→ WHAT THE EXERCISE ASKS: In the entries below, find the line containing "edge. Write the coordinates, one line per instance.", then copy it and every later line exactly, ending with the last line.

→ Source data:
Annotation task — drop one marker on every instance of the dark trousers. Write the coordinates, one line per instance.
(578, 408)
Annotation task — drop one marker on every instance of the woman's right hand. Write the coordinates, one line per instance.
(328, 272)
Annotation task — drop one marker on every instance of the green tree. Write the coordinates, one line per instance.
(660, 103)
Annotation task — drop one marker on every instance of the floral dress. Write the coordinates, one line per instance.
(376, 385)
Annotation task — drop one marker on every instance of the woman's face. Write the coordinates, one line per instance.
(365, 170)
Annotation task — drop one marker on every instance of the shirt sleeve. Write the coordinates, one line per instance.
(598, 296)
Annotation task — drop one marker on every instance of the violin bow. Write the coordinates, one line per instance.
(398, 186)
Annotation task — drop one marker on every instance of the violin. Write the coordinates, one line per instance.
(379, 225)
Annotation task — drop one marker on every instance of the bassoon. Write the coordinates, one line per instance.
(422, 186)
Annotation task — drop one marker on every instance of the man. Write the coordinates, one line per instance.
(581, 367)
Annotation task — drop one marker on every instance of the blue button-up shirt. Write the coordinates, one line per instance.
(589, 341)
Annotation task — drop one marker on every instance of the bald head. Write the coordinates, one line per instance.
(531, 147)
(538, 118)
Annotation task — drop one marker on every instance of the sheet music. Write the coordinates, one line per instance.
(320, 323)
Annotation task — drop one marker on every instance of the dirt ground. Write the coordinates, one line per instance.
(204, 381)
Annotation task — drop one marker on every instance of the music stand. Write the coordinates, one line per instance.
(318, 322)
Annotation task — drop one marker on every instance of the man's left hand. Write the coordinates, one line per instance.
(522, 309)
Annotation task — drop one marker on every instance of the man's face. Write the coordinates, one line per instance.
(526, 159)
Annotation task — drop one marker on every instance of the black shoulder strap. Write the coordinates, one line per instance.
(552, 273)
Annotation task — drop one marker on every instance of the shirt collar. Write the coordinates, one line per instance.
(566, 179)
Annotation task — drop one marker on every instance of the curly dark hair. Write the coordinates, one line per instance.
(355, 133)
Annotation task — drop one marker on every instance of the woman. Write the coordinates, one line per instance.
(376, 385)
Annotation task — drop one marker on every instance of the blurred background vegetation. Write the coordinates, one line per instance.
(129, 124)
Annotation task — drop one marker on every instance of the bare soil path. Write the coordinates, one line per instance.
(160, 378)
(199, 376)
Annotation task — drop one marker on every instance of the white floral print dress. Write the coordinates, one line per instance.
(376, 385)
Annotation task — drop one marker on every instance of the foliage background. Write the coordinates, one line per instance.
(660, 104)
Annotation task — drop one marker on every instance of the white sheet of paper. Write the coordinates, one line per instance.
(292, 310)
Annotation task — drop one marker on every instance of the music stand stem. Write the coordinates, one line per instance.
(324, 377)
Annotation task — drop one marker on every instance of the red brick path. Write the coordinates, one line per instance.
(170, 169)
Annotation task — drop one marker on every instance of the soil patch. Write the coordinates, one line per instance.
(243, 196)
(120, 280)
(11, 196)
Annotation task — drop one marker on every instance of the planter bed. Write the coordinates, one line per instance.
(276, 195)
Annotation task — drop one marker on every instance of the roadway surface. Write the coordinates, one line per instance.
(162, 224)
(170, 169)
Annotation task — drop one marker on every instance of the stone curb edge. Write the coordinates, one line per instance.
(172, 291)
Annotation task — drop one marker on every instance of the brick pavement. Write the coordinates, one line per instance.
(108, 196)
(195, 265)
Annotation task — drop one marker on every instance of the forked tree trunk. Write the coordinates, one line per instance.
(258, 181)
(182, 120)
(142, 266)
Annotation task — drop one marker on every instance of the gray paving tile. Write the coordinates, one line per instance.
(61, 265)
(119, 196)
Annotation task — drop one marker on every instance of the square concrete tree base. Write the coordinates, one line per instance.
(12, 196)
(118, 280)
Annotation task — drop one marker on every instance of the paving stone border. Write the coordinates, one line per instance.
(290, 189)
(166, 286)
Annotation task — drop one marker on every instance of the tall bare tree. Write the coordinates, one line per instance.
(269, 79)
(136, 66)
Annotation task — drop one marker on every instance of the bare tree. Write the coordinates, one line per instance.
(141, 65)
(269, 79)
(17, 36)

→ RESPONSE TO THE TASK:
Annotation task — drop one marker on every instance of the stone curb edge. Write the coordinates, one line per instance.
(172, 291)
Annotation task — drop one marker on every instance of the brick pavement. Write the coordinates, one line per instance.
(108, 196)
(195, 265)
Annotation task — drop one marker on every instance of the forked tree trunk. Write the coordinates, one line per instance.
(258, 181)
(182, 120)
(142, 266)
Annotation task — drop one marker on every instance of the gray paving tile. Write the coordinates, one line per instance.
(61, 265)
(119, 196)
Annotation task — drop one marker on every instance of the square concrete tree base. Write the coordinates, one line per instance.
(12, 196)
(118, 280)
Annotation task — drop one marker on every instance of the paving stone border. Write the coordinates, one line per instance.
(290, 189)
(166, 286)
Annotation task — drop one marker on every instance of the tall bare tree. Write the coordinates, one line per instance.
(269, 79)
(136, 66)
Annotation task — drop one marker on every instance of the bare tree. Write the coordinates, one line per instance.
(141, 65)
(269, 79)
(17, 36)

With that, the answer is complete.